Schromen-Wawrin, who will be 42 on Nov. 2, said that housing isn’t in large supply in Port Angeles.
He said that, according to a housing assessment, the city needed 600 new housing units by 2020 and will be short 3,000 by 2030.
“That is the big challenge that we as a community need to address,” Schromen-Wawrin said.
“Let’s nip it in the bud right now, this line that is killing us, that is, they are coming here from somewhere else,” he said, adding that city officials from across the state hear that assertion.
“People are experiencing homelessness in Clallam County because the rent is too high, and that is why they’re being pushed out of rentals into homelessness.”
He noted Lincoln Park did at one time have a campground.
Thompson, responding to Red Lion Hotel Manager Donya Alward’s frustration over dealing with homeless people who set up camp on hotel property and the lack of safety felt by visitors, said the council has fallen short in addressing her concerns.
“I have a position of empathy for the homeless, do not get me wrong,” said Thompson, who will be 34 on Nov. 2. He is general manager at McCrorie Carpet One Floor & Home in Port Angeles.
“But it has no place on our streets and in our businesses when we are trying to represent a county. [Alward] needs pathways to get these people off her property,” he said.
“We need to tie in with local law enforcement.
“Our parks are not safe. The waterfront’s not safe. We need to get these people out of the way,” he said.
“You can look at the police reports and the scanner. There are multiple incidences of harassment, multiple incidences of people revealing themselves in public, there’s break-ins.
“We do need to get them out of our main streets and out of our business fronts.”
Thompson said city government needs to make it easier for housing to be built by creating an “express lane” for developers and fast-tracking permits.
He said his top issues are crime prevention, code enforcement, an expanded parks and recreation program and building up small businesses.
There should be more emphasis on code enforcement, and codes are not specific enough for officers “to make headway on the street,” Stamper said.
“Code enforcement would solve a good amount of the problems that people are seeing as visual problems in our town,” she said.
Schromen-Wawrin said he has addressed the housing crunch by supporting allowing of duplex dwelling structures in the city and making it easier to build accessory dwelling units.
His other top issues include fiscal sustainability of a general fund that has forced the city to defer maintenance, providing more affordable housing that will require upgrading the city’s infrastructure, and upgrading code enforcement.

# Data listing:
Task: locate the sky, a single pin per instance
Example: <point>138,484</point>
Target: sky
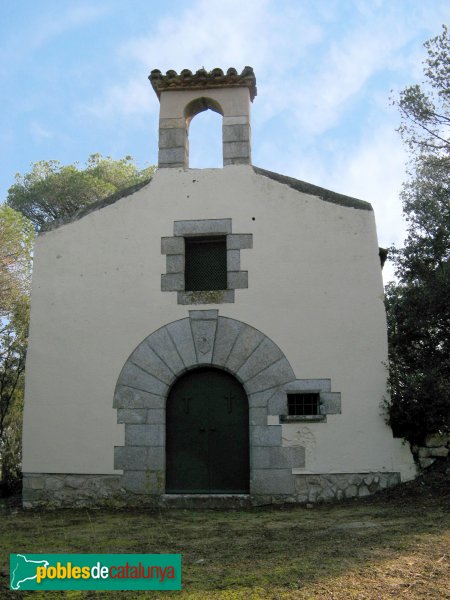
<point>73,81</point>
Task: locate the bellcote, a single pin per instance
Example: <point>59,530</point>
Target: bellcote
<point>184,95</point>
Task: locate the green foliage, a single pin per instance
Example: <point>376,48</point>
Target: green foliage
<point>16,242</point>
<point>49,191</point>
<point>418,302</point>
<point>53,191</point>
<point>13,346</point>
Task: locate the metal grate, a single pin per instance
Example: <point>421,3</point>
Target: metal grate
<point>304,404</point>
<point>206,263</point>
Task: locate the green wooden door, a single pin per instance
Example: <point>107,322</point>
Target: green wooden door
<point>207,446</point>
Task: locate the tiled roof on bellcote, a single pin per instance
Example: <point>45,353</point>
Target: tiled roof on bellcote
<point>201,79</point>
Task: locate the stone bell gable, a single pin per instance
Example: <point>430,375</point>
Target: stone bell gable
<point>212,337</point>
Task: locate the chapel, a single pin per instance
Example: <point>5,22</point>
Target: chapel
<point>214,337</point>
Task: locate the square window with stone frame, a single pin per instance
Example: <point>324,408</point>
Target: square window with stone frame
<point>205,263</point>
<point>304,404</point>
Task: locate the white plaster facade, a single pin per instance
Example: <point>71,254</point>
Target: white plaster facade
<point>314,288</point>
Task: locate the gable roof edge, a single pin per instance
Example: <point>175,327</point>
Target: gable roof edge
<point>315,190</point>
<point>97,205</point>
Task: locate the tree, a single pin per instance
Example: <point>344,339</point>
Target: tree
<point>418,302</point>
<point>13,346</point>
<point>16,239</point>
<point>53,191</point>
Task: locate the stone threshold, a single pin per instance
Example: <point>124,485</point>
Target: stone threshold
<point>205,500</point>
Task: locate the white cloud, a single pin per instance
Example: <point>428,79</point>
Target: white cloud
<point>39,132</point>
<point>35,34</point>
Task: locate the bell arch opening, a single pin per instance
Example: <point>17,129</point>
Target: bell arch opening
<point>207,434</point>
<point>204,133</point>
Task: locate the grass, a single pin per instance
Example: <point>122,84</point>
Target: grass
<point>393,545</point>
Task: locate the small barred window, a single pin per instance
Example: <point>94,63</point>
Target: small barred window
<point>304,404</point>
<point>206,263</point>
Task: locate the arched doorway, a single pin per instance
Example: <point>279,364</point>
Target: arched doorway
<point>207,434</point>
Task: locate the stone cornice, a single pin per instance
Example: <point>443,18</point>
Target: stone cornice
<point>203,79</point>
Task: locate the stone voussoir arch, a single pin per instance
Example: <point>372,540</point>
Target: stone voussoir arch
<point>202,339</point>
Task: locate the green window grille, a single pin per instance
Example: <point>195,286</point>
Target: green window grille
<point>206,263</point>
<point>305,404</point>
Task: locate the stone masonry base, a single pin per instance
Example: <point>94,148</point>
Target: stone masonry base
<point>57,490</point>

# Required work:
(a) Turn the paragraph of the article that begins "His other top issues include" into a brief list, keeping its main facts.
(b) In the article, swap "duplex" for "triplex" in the passage that begins at the words "Schromen-Wawrin said he" and stops after "accessory dwelling units.", then write out that passage.
The data comes from a different source than the article.

# Answers for the tasks:
(a)
Schromen-Wawrin's other top issues:
- Fiscal sustainability of the general fund, which has forced the city to defer maintenance
- More affordable housing, which will require upgrading the city's infrastructure
- Upgrading code enforcement

(b)
Schromen-Wawrin said he has addressed the housing crunch by supporting allowing of triplex dwelling structures in the city and making it easier to build accessory dwelling units.